**Reading text**
────────────────

Now, lets see the String "Testing".
The first parts "Tes" and "tin" are exactly the same, and the results are "VGVz" and "dGlu".
Now, the "g".

"g" = 103
103 = 1100111b

Keep in mind that there were two missing characters, and use zero for the next two numbers.

01100111 00000000 00000000
011001110000000000000000
011001 110000 000000 000000

11001b = 25, 110000b = 48, 0b = 0, 0b = 0
25 = "Z", 48 = "w", 0 = "A", 0 = "A"
"g" & vbNullChar & vbNullChar => "ZwAA"

Again, since there were no null chars, we use "=" for each missing character:

"g" => "Zw=="

And the result over all:
"Testing" => "VGVzdGluZw=="

Here is my implementation of this algorithm in VB (copy and paste to a module):
Code:
Option Explicit

' Base64 encoding:
' An encoded string contains only characters from the Base64Symbols constant below.
' According to an ANSI standard, these characters are sent faster.
' This is often used for encoding files as E-mail attachments.
Private Const Base64Symbols = "ABCDEFGHIJKLMNOPQRSTUVWXYZabcdefghijklmnopqrstuvwxyz0123456789+/"

' Function created because I don't have VB6, so I have no Replace:
Private Function RemoveFromString(ByVal TheString As String, ByVal WhatToRemove As String) As String
    Dim lPos As Long
    
    If Len(WhatToRemove) = 0 Then Exit Function
    
    Do
        lPos = InStr(TheString, WhatToRemove)
        If lPos = 0 Then Exit Do
        TheString = Left(TheString, lPos - 1) & Mid(TheString, lPos + Len(WhatToRemove))

────────────────

**Written tasks**
**a.** Copy out the part of the entries that opens with the line containing "wall in the photo below. Give pixel coordinates." and closes with the line containing "(1001, 338)", keeping both of those lines and leaving out any pictures.
**b.** Carry the Base64 encoding text forward from its last line.

**Records provided**
────────────────

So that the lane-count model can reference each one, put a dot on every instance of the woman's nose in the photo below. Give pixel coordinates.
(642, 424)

────────────────

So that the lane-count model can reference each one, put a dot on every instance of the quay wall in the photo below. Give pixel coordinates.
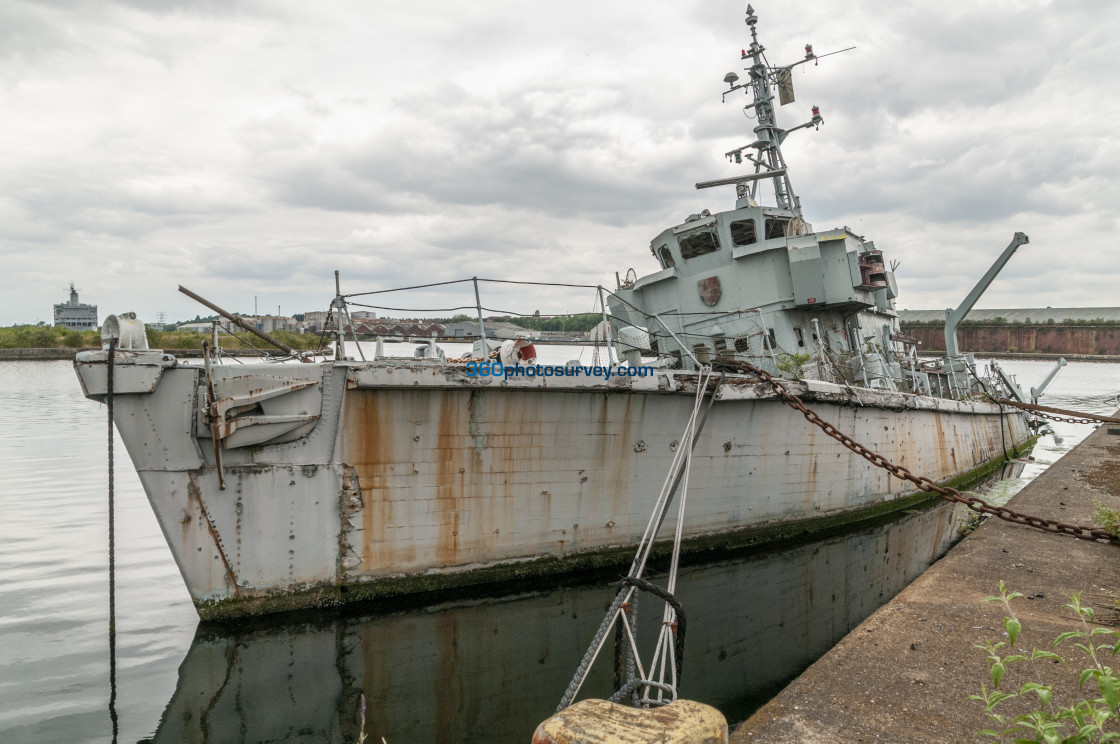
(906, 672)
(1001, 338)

────────────────

**Responses for each task**
**a.**
So that the lane-count model can reference each one, put a dot on every instance of the quay wall in the photo below. Give pixel coordinates.
(906, 672)
(1001, 338)

**b.**
    Loop
    
    RemoveFromString = TheString
End Function

' Base64Encode(sMessage [, nBreak])
' sMessage is the message to encrypt.
' nBreak is how much to break the result (0 means no breaking needed)
' For example, if the result is "ABCDEFGHIJ==" and nBreak = 5, this is returned:
' ABCDE<CrLf>FGHIJ<CrLf>==
' (Instead of <CrLf>, vbCrLf is used)
Function Base64Encode(ByVal sMessage As String, Optional ByVal nBreak As Long = 0) As String
    Dim btByte As Byte
    Dim I As Long, nLength As Long
    
    nLength = Len(sMessage)
    
    Select Case nLength
    Case 0
        ' Return an empty string.
    Case 1 To 3
        ' Encoding up to 3 characters:
        sMessage = sMessage & String(3 - nLength, vbNullChar)
        
        ' First Base64 "digit":
        btByte = Asc(Left(sMessage, 1)) \ &H4
        Base64Encode = Mid(Base64Symbols, btByte + 1, 1)
        
        ' Second Base64 "digit":
        btByte = ((Asc(Left(sMessage, 1)) And &H3) * &H10) Or (Asc(Mid(sMessage, 2, 1)) \ &H10)
        Base64Encode = Base64Encode & Mid(Base64Symbols, btByte + 1, 1)
        
        ' Third Base64 "digit":
        btByte = ((Asc(Mid(sMessage, 2, 1)) And &HF) * 4) Or _
            ((Asc(Mid(sMessage, 3, 1)) And &HC0) \ &H40)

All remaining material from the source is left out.